[Text passage]
160. Intersection of Two Linked Lists

  1. Write a program to find the node at which the intersection of two singly linked lists begins.

    For example, the following two linked lists:

    img

    begin to intersect at node c1.

    Example 1:

    img

    Input: intersectVal = 8, listA = [4,1,8,4,5], listB = [5,6,1,8,4,5], skipA = 2, skipB = 3
    Output: Reference of the node with value = 8
    Input Explanation: The intersected node's value is 8 (note that this must not be 0 if the two lists intersect). From the head of A, it reads as [4,1,8,4,5]. From the head of B, it reads as [5,6,1,8,4,5]. There are 2 nodes before the intersected node in A; There are 3 nodes before the intersected node in B.
    

    Example 2:

    img

    Input: intersectVal = 2, listA = [1,9,1,2,4], listB = [3,2,4], skipA = 3, skipB = 1
    Output: Reference of the node with value = 2
    Input Explanation: The intersected node's value is 2 (note that this must not be 0 if the two lists intersect). From the head of A, it reads as [1,9,1,2,4]. From the head of B, it reads as [3,2,4]. There are 3 nodes before the intersected node in A; There are 1 node before the intersected node in B.
    

    Example 3:

    img

    Input: intersectVal = 0, listA = [2,6,4], listB = [1,5], skipA = 3, skipB = 2
    Output: null
    Input Explanation: From the head of A, it reads as [2,6,4]. From the head of B, it reads as [1,5]. Since the two lists do not intersect, intersectVal must be 0, while skipA and skipB can be arbitrary values.
    Explanation: The two lists do not intersect, so return null.
    

    Notes:

    • If the two linked lists have no intersection at all, return null.
    • The linked lists must retain their original structure after the function returns.
    • You may assume there are no cycles anywhere in the entire linked structure.
    • Each value on each linked list is in the range [1, 10^9].
    • Your code should preferably run in O(n) time and use only O(1) memory.

Solutions (Java)

1.Set Collection

/**
 * Definition for singly-linked list.

[Dataset excerpts]
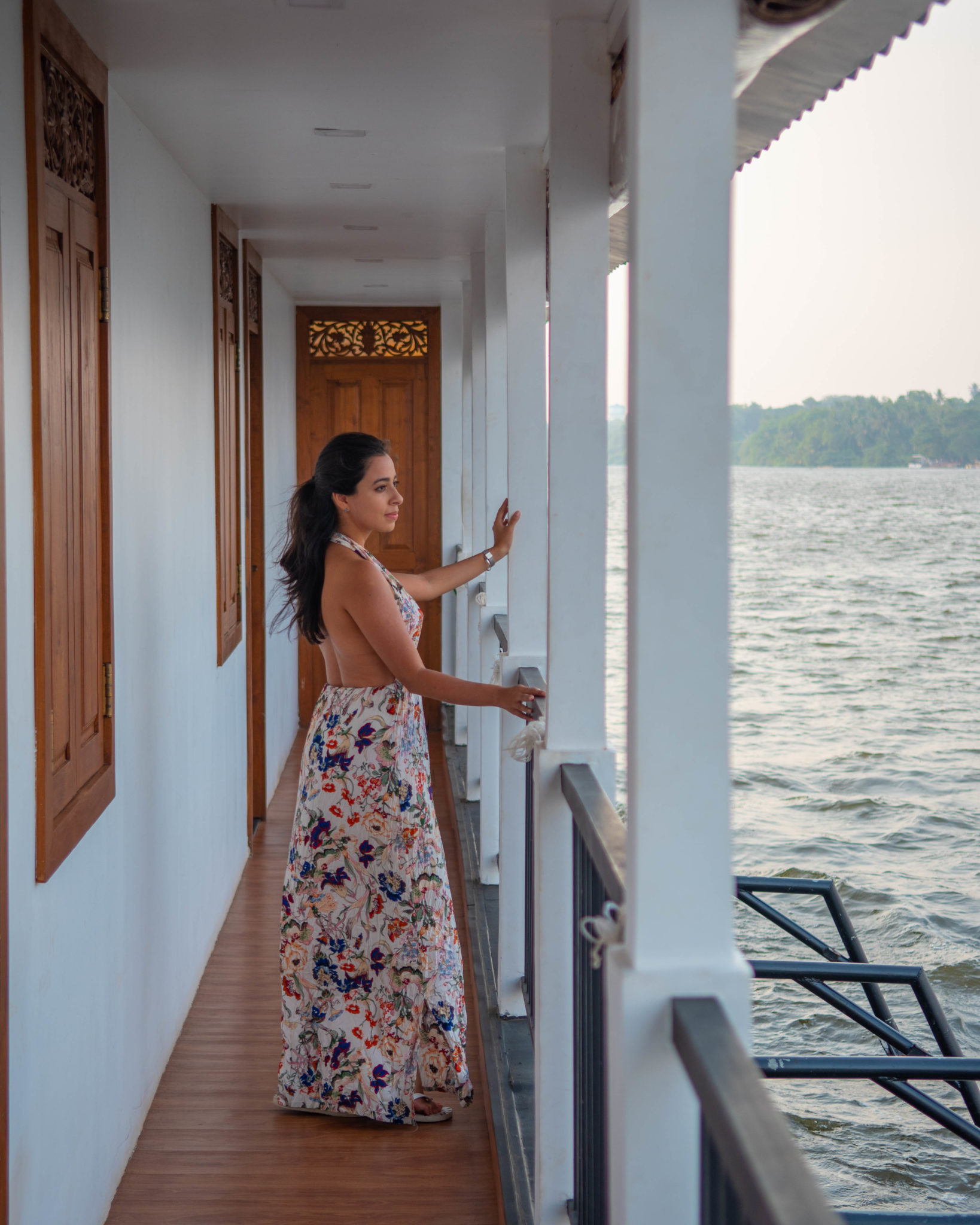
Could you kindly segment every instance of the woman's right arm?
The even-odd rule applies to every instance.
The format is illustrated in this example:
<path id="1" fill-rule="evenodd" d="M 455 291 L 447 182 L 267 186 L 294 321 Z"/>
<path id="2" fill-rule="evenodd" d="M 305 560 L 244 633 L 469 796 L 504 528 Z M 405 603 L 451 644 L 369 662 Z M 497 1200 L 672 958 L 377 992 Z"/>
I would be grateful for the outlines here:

[Problems]
[a] Reproduce word for word the part of the linked-list intersection problem that opens with the words containing "Input: intersectVal = 2, listA" and closes with "be arbitrary values.".
[b] In Example 3 of the linked-list intersection problem, why must intersectVal be 0? Answer in one to three sentences.
[c] Write what comes next in the linked-list intersection problem, continuing from its last line.
The records above come from a different source than the text.

[Exercise responses]
[a]
Input: intersectVal = 2, listA = [1,9,1,2,4], listB = [3,2,4], skipA = 3, skipB = 1
    Output: Reference of the node with value = 2
    Input Explanation: The intersected node's value is 2 (note that this must not be 0 if the two lists intersect). From the head of A, it reads as [1,9,1,2,4]. From the head of B, it reads as [3,2,4]. There are 3 nodes before the intersected node in A; There are 1 node before the intersected node in B.
    

    Example 3:

    img

    Input: intersectVal = 0, listA = [2,6,4], listB = [1,5], skipA = 3, skipB = 2
    Output: null
    Input Explanation: From the head of A, it reads as [2,6,4]. From the head of B, it reads as [1,5]. Since the two lists do not intersect, intersectVal must be 0, while skipA and skipB can be arbitrary values.

[b] The two lists in Example 3, [2,6,4] and [1,5], do not intersect, so intersectVal must be 0. In that case skipA and skipB can be arbitrary values.

[c]
 * public class ListNode {
 *     int val;
 *     ListNode next;
 *     ListNode(int x) {
 *         val = x;
 *         next = null;
 *     }
 * }
 */
public class Solution {
    public ListNode getIntersectionNode(ListNode headA, ListNode headB) {
        //create a set collection
        Set<ListNode> set = new HashSet<>();
        while(headA != null){
            set.add(headA);
            headA = headA.next;
        }
        while(headB != null){
            if(set.contains(headB))
                return headB;
            headB = headB.next;
        }
        return null;
    }
}

2. Stack

public class Solution {
    public ListNode getIntersectionNode(ListNode headA, ListNode headB) {
        if(headA == null || headB == null)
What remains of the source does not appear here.